_Pointing dataset excerpts:_

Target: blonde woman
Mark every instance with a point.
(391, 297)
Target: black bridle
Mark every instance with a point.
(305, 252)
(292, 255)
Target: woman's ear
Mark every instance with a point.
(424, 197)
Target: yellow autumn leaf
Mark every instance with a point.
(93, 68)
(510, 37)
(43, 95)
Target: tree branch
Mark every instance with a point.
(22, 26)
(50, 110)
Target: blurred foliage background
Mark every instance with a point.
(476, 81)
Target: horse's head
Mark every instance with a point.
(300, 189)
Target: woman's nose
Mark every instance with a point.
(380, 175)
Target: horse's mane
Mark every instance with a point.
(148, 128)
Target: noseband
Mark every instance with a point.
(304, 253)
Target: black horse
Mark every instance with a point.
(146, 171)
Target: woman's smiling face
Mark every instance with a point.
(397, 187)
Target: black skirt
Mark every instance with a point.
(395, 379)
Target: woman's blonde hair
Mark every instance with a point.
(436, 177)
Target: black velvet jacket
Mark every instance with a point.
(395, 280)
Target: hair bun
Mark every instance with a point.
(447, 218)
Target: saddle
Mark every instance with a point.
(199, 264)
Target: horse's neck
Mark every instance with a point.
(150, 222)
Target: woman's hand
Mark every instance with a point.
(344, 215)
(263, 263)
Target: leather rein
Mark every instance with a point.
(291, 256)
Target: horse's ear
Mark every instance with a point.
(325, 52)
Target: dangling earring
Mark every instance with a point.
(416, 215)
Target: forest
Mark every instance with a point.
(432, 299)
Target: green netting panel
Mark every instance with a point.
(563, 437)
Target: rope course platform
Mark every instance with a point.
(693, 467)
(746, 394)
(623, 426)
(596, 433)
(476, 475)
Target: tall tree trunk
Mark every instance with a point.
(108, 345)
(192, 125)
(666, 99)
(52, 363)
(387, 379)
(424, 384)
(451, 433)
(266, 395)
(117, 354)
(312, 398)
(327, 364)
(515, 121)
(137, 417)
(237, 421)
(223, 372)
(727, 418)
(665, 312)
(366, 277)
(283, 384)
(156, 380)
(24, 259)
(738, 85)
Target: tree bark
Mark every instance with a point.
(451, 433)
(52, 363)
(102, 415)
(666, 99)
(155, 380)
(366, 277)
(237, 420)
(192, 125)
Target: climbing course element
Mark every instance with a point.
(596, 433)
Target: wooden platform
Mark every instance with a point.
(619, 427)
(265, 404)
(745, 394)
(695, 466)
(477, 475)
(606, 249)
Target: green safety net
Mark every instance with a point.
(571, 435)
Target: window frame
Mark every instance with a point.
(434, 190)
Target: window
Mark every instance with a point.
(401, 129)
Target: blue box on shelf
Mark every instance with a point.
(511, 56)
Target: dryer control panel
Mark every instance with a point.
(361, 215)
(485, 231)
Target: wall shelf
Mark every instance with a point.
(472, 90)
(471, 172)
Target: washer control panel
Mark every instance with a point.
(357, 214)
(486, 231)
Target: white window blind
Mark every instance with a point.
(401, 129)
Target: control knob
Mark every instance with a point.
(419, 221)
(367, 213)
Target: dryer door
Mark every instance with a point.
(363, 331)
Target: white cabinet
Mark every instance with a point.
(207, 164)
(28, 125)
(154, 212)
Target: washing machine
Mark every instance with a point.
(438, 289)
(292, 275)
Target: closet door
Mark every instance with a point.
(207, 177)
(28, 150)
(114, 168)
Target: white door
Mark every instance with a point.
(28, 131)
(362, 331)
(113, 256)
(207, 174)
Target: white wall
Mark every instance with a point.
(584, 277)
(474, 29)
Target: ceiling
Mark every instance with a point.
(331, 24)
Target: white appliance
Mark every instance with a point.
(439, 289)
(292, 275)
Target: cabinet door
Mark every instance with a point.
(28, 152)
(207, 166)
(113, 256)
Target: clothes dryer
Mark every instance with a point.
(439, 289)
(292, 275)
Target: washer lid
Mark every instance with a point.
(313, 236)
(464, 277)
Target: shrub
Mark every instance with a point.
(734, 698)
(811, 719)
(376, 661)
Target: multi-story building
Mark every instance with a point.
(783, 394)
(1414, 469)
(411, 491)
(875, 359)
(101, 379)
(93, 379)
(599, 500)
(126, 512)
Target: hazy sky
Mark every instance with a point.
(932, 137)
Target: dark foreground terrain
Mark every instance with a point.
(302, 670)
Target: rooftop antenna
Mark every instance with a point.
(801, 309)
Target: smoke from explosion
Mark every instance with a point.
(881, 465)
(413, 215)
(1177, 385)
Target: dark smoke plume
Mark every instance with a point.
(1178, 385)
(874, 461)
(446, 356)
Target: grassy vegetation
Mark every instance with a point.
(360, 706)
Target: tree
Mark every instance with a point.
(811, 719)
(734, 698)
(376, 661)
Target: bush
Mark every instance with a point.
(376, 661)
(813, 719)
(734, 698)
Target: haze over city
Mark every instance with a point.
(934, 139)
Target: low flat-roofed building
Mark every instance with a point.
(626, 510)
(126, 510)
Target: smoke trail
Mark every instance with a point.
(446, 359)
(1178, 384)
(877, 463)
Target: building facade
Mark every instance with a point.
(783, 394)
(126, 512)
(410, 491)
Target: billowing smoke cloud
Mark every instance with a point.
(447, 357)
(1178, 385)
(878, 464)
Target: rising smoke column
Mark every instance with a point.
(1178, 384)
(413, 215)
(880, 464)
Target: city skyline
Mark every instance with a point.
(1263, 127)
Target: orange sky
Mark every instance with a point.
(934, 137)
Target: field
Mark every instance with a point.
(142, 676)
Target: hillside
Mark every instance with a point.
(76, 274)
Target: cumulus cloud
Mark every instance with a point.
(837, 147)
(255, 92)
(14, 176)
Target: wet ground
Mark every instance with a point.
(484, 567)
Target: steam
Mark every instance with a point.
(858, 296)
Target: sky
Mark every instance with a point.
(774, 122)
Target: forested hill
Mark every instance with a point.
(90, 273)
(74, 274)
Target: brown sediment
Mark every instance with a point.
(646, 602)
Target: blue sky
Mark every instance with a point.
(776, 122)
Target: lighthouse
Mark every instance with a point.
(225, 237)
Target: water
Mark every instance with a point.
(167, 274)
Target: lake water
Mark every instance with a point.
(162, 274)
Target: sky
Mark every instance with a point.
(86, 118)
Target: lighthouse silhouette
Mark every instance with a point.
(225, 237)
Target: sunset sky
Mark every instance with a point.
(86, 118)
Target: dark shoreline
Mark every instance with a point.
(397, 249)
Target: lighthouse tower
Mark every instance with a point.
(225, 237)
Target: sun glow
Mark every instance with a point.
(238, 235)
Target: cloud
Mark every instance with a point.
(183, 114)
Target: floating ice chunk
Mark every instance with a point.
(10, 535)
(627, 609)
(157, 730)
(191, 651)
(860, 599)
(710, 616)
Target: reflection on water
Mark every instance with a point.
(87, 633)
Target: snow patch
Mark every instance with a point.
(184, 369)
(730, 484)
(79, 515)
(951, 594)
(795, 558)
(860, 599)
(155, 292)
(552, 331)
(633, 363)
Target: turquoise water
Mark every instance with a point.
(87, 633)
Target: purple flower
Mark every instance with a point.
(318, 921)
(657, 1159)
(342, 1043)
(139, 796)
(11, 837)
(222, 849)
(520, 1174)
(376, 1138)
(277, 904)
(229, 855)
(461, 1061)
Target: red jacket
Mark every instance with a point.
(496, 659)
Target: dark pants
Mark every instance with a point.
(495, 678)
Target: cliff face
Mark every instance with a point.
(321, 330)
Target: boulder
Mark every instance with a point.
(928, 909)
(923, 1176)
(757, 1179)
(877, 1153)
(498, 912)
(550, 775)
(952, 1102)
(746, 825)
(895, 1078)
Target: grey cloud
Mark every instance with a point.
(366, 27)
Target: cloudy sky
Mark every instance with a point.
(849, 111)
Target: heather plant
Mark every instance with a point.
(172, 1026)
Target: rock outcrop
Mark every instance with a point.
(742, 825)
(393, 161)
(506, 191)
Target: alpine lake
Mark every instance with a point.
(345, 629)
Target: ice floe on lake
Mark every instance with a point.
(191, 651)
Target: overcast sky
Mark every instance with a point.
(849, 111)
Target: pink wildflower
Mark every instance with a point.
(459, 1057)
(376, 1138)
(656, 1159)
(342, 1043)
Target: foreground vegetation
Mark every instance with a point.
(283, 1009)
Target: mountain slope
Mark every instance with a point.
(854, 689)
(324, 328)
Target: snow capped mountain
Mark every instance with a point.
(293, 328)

_Requirements:_
Begin with the line that contains "Target: grey cloud" and end with the last line of the records; set down every line in that span exactly, and nothing else.

_Written solution:_
Target: grey cloud
Mark every instance with a point.
(366, 27)
Target: cloudy sky
Mark every instance with a point.
(849, 111)
Target: heather plant
Mark every instance with a point.
(172, 1026)
Target: rock outcrop
Mark every instance with a point.
(742, 825)
(393, 161)
(506, 191)
Target: alpine lake
Mark every instance with a point.
(345, 629)
Target: ice floe on lake
Mark every instance with a point.
(191, 651)
Target: overcast sky
Mark every instance with a point.
(849, 111)
Target: pink wildflower
Mark every instance with a point.
(459, 1057)
(376, 1138)
(656, 1159)
(342, 1043)
Target: foreground vegetation
Mark every instance with a point.
(283, 1009)
Target: mountain slope
Mark every instance with a point.
(854, 689)
(324, 328)
Target: snow capped mountain
Mark every instance with a point.
(293, 328)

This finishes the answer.